_Work to complete_. Every line from the one with "Task: locate the person in black" to the end of the data needs to be copied exactly, and no line before it.

_Data shown_.

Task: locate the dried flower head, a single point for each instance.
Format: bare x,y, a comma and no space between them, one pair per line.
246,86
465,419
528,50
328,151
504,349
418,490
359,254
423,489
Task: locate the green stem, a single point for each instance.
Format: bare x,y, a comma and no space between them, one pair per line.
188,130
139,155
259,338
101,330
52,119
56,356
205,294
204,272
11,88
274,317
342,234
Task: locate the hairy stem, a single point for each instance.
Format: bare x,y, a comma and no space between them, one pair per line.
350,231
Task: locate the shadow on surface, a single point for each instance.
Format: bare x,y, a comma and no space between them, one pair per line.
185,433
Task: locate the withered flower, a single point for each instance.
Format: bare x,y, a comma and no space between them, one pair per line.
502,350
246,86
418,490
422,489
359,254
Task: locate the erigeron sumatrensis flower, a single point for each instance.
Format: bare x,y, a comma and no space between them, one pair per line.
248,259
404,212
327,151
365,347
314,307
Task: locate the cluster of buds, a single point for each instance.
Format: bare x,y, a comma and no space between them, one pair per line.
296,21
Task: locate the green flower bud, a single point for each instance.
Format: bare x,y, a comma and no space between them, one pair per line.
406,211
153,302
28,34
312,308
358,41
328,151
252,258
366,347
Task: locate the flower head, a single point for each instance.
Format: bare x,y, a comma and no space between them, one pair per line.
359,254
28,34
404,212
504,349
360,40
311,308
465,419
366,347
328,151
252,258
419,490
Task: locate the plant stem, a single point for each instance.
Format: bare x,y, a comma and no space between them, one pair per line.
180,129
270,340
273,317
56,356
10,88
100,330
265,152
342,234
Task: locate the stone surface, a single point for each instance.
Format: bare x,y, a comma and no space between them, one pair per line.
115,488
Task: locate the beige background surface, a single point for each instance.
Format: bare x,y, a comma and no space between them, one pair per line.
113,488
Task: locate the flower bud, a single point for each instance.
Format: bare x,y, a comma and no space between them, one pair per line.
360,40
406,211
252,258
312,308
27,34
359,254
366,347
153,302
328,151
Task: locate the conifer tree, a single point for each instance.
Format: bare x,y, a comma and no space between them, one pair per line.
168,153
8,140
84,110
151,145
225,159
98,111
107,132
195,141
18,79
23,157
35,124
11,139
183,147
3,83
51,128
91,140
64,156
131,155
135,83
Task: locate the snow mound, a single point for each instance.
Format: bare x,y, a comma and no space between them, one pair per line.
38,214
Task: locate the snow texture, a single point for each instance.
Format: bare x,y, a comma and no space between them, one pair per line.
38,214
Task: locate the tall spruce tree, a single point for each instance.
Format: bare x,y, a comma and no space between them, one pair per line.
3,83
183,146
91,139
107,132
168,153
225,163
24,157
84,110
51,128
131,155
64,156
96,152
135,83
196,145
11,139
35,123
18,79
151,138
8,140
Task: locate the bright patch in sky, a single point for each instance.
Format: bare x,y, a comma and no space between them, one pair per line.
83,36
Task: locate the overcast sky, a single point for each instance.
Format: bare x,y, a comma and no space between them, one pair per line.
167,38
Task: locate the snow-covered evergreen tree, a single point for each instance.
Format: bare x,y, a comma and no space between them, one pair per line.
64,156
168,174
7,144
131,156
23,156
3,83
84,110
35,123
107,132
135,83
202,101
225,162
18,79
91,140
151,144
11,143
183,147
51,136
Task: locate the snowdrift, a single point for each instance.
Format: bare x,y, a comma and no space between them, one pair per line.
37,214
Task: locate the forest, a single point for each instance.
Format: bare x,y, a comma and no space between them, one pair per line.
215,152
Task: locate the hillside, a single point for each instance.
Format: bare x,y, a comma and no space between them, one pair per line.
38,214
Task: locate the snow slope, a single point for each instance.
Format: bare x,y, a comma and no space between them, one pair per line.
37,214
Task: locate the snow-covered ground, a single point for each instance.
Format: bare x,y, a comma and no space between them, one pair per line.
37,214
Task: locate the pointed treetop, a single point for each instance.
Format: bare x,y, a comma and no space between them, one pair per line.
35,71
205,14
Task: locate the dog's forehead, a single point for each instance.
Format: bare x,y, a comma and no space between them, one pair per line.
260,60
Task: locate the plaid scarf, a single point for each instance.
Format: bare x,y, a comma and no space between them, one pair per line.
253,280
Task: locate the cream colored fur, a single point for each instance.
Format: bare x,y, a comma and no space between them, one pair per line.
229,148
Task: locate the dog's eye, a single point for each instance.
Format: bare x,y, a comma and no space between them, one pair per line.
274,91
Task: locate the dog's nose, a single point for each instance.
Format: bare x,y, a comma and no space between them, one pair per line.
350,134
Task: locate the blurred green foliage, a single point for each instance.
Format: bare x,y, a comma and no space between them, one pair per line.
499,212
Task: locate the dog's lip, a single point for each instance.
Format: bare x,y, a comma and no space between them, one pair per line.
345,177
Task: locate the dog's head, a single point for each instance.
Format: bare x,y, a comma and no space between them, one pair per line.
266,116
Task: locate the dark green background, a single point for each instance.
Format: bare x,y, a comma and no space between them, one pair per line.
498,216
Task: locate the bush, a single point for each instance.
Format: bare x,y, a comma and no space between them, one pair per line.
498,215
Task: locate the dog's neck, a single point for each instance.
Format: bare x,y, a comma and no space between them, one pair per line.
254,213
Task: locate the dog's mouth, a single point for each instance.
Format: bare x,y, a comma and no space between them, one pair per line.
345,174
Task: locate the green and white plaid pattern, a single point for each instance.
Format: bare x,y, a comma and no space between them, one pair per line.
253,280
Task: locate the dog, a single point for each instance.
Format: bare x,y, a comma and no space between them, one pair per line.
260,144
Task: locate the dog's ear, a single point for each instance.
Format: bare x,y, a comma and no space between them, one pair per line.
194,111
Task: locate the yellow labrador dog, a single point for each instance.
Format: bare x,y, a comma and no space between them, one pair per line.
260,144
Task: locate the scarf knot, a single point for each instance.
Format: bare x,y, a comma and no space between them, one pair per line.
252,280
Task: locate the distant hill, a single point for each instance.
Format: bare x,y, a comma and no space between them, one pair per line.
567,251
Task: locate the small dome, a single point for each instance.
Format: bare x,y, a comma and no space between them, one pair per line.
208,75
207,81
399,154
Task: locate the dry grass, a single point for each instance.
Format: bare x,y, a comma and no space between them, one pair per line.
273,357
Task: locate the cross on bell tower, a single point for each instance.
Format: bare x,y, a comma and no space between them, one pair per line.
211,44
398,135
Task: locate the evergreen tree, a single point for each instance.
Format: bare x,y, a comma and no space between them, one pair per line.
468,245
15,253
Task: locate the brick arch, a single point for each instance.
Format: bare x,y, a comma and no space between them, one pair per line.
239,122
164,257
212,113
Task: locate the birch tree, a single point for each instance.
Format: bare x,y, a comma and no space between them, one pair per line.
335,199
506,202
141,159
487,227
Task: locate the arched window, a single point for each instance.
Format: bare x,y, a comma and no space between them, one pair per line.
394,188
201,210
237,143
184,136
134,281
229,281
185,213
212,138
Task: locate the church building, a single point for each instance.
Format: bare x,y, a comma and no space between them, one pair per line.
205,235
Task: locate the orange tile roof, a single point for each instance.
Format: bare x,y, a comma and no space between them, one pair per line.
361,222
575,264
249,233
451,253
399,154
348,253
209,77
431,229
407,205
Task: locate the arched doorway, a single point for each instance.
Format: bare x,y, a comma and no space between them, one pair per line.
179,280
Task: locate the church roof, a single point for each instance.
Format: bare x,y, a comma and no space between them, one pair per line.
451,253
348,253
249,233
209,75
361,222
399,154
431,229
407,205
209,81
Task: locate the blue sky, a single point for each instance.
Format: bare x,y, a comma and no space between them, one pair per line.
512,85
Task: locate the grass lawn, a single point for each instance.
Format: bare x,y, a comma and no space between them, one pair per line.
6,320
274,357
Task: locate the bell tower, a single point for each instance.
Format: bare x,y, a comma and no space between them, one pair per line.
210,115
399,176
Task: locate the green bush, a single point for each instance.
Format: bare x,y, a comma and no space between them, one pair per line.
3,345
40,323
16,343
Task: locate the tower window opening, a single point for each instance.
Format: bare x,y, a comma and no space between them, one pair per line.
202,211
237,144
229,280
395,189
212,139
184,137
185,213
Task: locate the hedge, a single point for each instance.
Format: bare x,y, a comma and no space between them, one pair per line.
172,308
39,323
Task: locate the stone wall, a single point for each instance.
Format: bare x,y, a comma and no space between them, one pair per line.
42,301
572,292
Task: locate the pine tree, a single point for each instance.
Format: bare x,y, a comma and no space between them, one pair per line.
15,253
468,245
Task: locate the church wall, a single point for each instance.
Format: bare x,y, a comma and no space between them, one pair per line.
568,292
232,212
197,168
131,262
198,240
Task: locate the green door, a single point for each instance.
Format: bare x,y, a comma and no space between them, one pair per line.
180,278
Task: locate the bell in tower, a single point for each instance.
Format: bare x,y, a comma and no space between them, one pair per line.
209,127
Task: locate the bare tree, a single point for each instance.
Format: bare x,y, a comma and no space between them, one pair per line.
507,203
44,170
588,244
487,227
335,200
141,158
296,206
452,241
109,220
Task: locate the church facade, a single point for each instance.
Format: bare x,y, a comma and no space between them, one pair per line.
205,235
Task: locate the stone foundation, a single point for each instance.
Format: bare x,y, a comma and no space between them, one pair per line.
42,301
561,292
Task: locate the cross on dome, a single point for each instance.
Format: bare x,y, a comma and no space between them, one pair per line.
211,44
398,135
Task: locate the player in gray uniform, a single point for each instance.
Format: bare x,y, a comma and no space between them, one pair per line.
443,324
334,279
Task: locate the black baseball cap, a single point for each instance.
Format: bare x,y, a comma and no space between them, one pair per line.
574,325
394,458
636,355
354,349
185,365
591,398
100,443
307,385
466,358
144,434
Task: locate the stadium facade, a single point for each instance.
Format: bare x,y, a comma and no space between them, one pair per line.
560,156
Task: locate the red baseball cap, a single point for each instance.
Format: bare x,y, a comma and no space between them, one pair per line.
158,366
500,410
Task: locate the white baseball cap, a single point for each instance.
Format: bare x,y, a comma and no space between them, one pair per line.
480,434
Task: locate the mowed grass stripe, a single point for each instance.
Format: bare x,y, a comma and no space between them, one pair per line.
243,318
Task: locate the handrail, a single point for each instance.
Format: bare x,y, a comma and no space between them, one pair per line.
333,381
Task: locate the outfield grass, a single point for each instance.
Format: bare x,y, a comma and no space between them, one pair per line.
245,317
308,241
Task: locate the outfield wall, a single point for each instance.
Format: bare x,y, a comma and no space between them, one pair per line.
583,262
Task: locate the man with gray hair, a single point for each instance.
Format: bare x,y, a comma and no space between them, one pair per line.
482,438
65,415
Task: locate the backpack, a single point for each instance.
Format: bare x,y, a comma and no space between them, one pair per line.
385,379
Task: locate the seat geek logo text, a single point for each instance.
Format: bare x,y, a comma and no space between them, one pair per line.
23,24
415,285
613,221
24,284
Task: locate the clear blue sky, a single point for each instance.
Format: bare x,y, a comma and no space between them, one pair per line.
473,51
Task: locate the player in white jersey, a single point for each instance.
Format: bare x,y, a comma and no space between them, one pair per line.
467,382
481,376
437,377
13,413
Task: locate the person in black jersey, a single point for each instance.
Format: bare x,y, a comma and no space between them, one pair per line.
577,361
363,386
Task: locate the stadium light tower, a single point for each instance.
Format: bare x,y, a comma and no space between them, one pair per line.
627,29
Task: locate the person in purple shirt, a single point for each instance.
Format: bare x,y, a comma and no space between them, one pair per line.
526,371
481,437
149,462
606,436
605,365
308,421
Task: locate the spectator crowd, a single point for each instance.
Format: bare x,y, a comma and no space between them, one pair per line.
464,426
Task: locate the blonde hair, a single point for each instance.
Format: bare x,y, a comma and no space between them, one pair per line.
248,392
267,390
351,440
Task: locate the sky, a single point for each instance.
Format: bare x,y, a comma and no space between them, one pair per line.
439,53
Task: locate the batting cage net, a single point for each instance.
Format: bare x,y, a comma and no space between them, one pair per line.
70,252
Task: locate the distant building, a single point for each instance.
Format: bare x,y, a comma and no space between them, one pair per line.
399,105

_Reply_.
Task: locate the person in black jersey, a single point for each instance.
Format: bare x,y, a comma and no space between them, one pair per line.
577,361
363,386
Task: locate the stadium light tower, a single point for each instance.
Format: bare x,y, a comma and no space between them, one pair per line.
627,29
Task: locate the person in purple shirt, a single point for each instance.
Format: bare x,y, a comma and no space between them, one pair per line.
526,371
481,437
149,462
606,436
605,365
308,421
Task: locate the spectator crowd, a single point for each instance.
Format: bare x,y, a comma and no space between them, one pair per line.
464,426
Task: locate the blonde hair, a single point for each instance.
Format: bare x,y, a comma and no space between them, one pair per line.
248,392
267,390
351,440
Task: locate the sky, a single point for each instance.
Format: bare x,y, a comma and no space between them, one pair per line.
439,53
Task: locate the batting cage net, a single point for each instance.
Format: bare x,y, a comma and no space between them, one pair per line.
70,252
Task: locate the distant building, a single point for each instance.
Format: bare x,y, a comma and no space between them, one pair per line.
399,105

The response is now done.